◆ WHAT YOU NEED TO DO
a. In the forum post on the two Unicode acute accent characters, which person names, usernames, and email addresses appear?
b. According to the forum post on the two Unicode acute accent characters, what do the Unicode line breaking rules allow before U+00B4 but not before U+02CA?
c. Transcribe the part of the forum post on the two Unicode acute accent characters starting with "U+02CA MODIFIER LETTER" and going on through "in the standard).".

◆ SELECTED EXCERPT
From: Jukka K. Korpela (jkorpela@cs.tut.fi)
Date: Mon Sep 27 2010 - 00:37:13 CDT
abysta wrote:
> What is the difference between 00B4 and 02CA?
U+00B4 ACUTE ACCENT is a legacy character with ambiguous semantics.
U+02CA MODIFIER LETTER ACUTE ACCENT is a modifier letter.
The formal properties for these characters, as defined in the Unicode
standard, reflect this difference to some extent. For example, the Unicode
line breaking rules allow a break before U+00B4 but not before U+02CA.
Chapter 7 of the standard describes the Unicode view on modifier letters:
http://unicode.org/versions/Unicode5.0.0/ch07.pdf
(page 28 in the PDF, page 250 in the standard).

◆ INFORMATION PROVIDED

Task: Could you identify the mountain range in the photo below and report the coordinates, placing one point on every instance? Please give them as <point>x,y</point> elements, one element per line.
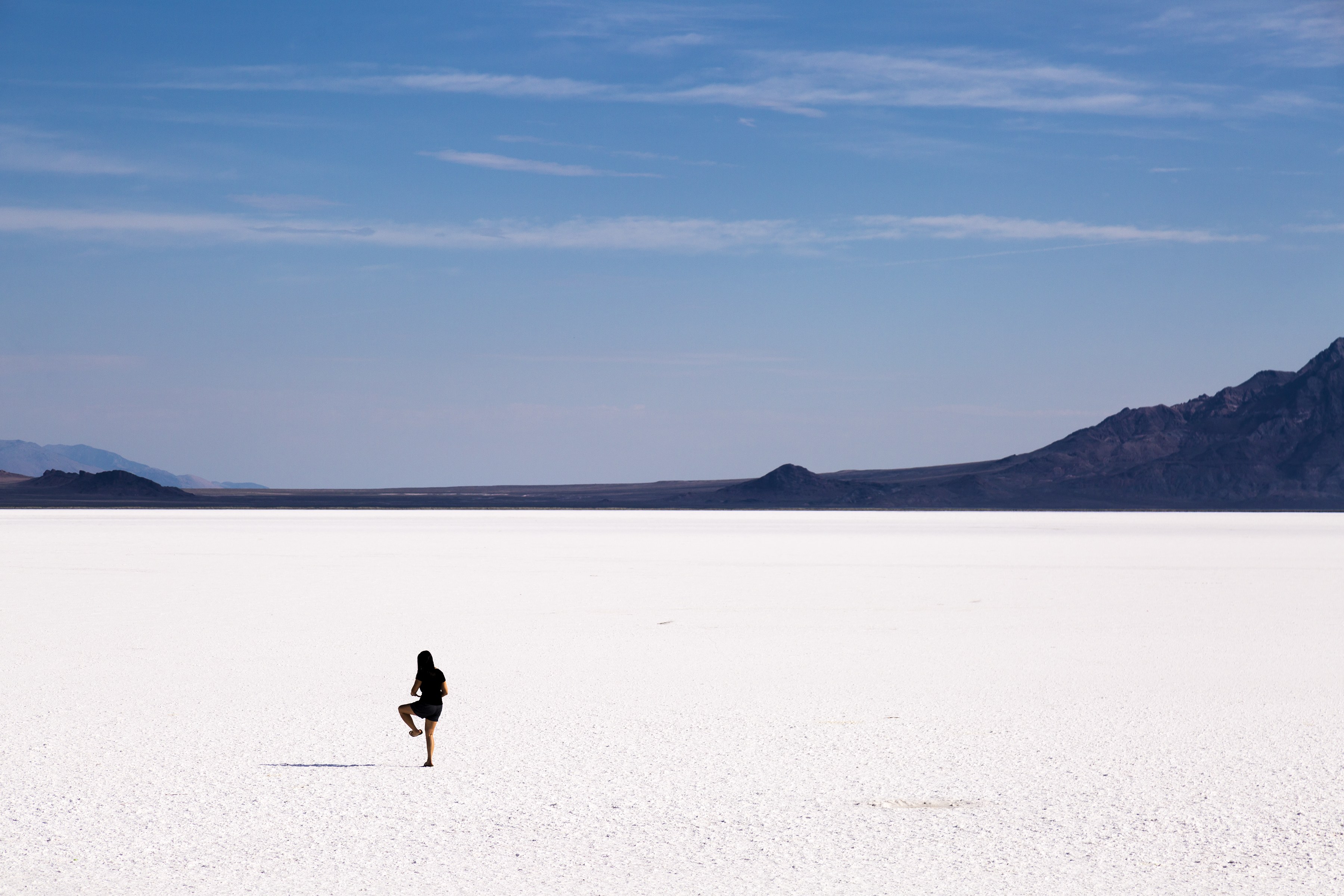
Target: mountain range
<point>30,458</point>
<point>1272,442</point>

◆ SOLUTIONS TO THE TASKS
a.
- Jukka K. Korpela
- jkorpela@cs.tut.fi
- abysta

b. A line break.

c.
U+02CA MODIFIER LETTER ACUTE ACCENT is a modifier letter.
The formal properties for these characters, as defined in the Unicode
standard, reflect this difference to some extent. For example, the Unicode
line breaking rules allow a break before U+00B4 but not before U+02CA.
Chapter 7 of the standard describes the Unicode view on modifier letters:
http://unicode.org/versions/Unicode5.0.0/ch07.pdf
(page 28 in the PDF, page 250 in the standard).